**Задания**:
**a)** Кто, по словам отрывка о хаосе, окружил хаосом свой первичный ад?
**b)** Подсчитайте строки записей, в которых встречается строка «detection» с учетом регистра. В ответе дайте только число.

**Отрывок текста**:
● ● ●

10. Хаос, непроявленность, небытие

10. Хаос, непроявленность, небытие

Хаос – это сама праоснова романтического творчества, его materia prima или materia informis. Как магический нуль, хаос разлагается на плюсы и минусы; он всегда амбивалентен и биполярен, креативен и губителен; он соединяет или смешивает в себе прошедшее и будущее, рождение и смерть, становление и угасание, сгущающуюся ночь и предрассветный сумрак; он одновременно динамичен и статичен; в нем размывается и собирается заново любое оформленное существование; в нем истлевают и воскресают все контуры; он наводит ужас и внушает надежду. Ср. в «Мироздании» В. Соколовского:

Там света и миров могила, –

Туда минувшее слито!

Там смутно к непонятной цели

Стихий, атомов, сил, начал

Потоки бурные кипели;

Незримый пламень там пылал.

И в нем под ризою печали

Зачатки чудно созревали;

Не смерть носилась в бездне той,

В предвечной мгле захладевая,

Но лишь безжизненность немая

Под склепом тайны роковой;

В ней все грядущее творенье

Из прежних остовов слилось:

Там, полн символа обновленья,

Клубился сумрачный хаос[475].

Среди прочего тут дано классическое соединение жизни и смерти, суммируемое общей «безжизненностью» хаоса. В космологическом плане он соотносится как с этой начальной библейской стадией необустроенности либо непроявленности творения, с «тьмой над бездной» из Быт 1: 1, так и (прежде всего у Тютчева) с Ungrund Беме и Шеллинга или даже с Urgrund последнего; либо, еще чаще, с языческой архаикой, которая, получая порой демонологическую окраску, противопоставляется победившей его божественной гармонии. Мильтон окружил хаосом свой первичный ад, куда низвержен у него богоборец Сатана. Но как проявление свободы и всемогущества Божьего хаос может также ассоциироваться и с самой этой гармонией, обретая тем самым положительную семантику.

● ● ●

**Записанные данные**:
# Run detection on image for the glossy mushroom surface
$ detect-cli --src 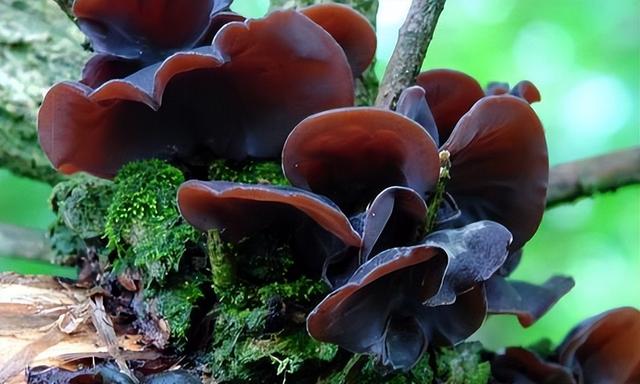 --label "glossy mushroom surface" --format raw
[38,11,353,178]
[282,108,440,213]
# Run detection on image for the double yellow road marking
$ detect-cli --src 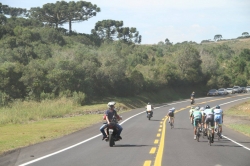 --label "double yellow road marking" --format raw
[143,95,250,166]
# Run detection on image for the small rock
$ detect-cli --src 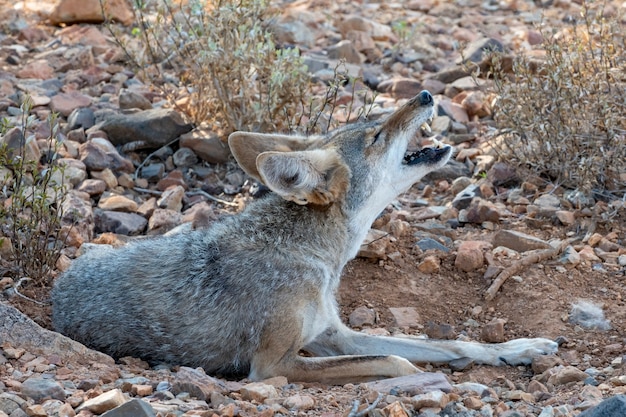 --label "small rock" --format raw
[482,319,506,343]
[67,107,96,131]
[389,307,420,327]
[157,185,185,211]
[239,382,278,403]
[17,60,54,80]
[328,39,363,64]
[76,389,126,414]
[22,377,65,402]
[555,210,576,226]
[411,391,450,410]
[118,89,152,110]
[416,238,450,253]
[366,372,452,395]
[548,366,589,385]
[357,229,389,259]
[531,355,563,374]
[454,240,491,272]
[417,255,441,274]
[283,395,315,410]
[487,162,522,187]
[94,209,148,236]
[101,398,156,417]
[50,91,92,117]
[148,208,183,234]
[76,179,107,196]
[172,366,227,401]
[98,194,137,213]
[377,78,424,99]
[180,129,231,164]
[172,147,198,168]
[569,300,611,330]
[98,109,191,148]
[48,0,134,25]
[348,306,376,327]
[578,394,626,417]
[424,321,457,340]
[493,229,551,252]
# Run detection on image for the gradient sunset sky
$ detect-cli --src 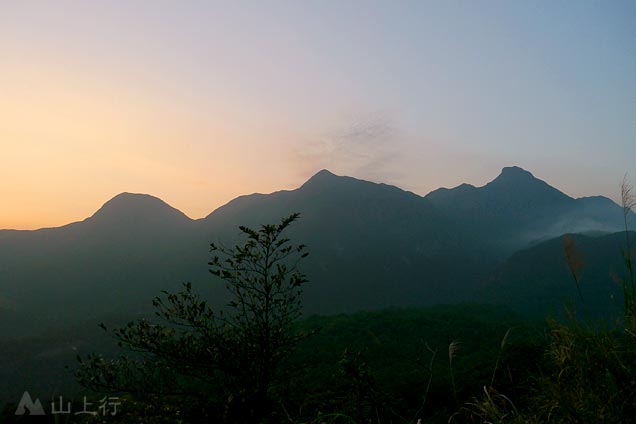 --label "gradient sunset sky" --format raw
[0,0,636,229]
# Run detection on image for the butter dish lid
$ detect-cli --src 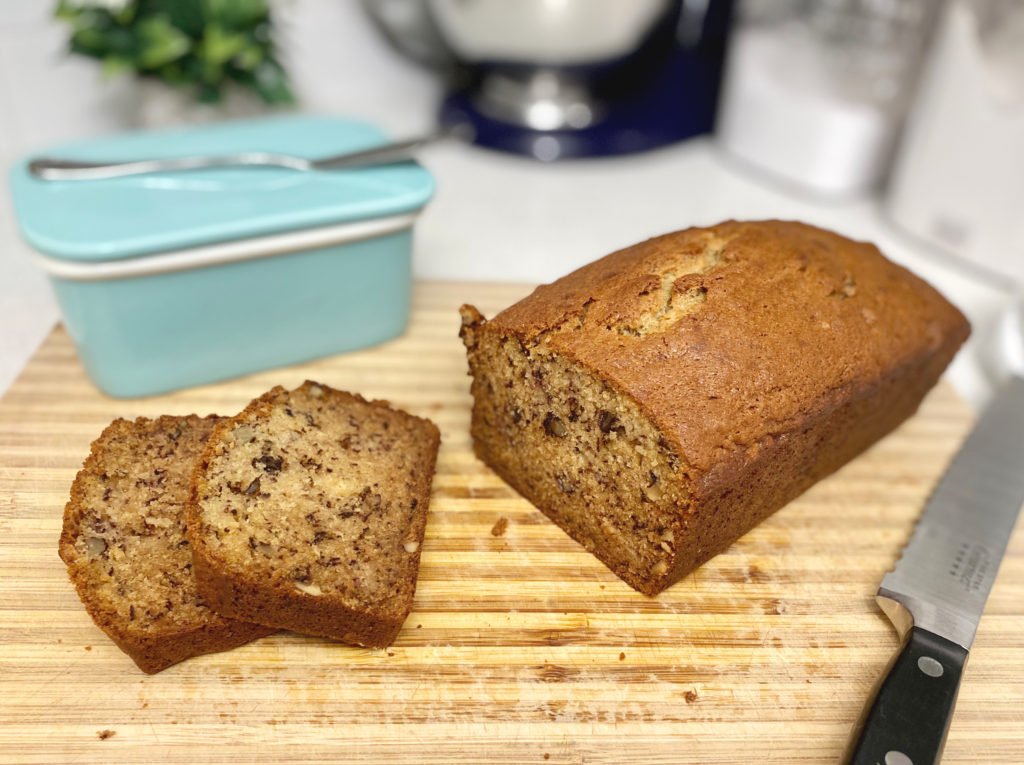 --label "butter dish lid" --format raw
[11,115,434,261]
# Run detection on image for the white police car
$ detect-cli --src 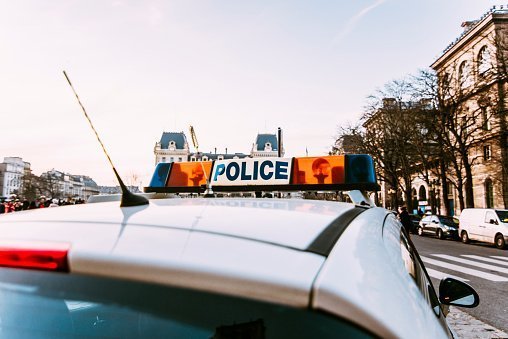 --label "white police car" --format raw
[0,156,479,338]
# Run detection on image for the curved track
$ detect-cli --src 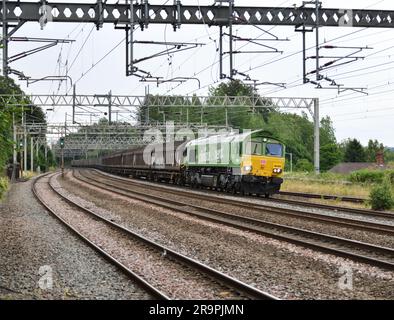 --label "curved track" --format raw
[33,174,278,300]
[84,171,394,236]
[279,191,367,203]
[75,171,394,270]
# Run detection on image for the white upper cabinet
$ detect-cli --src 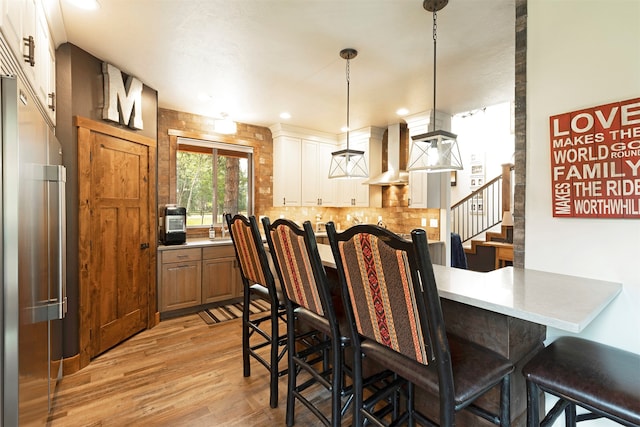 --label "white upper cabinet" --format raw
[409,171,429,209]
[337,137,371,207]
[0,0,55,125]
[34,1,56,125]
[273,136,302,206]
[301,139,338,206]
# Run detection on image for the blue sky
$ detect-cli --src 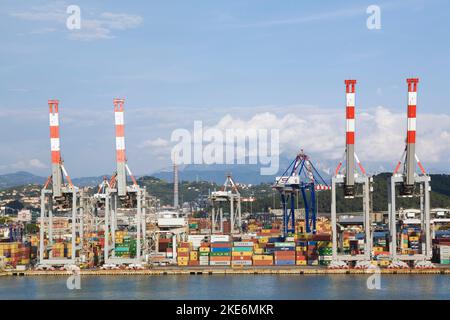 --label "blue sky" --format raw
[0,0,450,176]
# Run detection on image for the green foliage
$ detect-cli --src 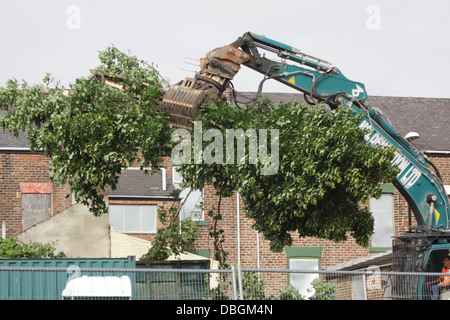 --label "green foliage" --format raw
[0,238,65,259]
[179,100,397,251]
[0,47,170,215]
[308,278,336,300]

● ● ●

**Ответы**:
**a)** Мильтон.

**b)** 10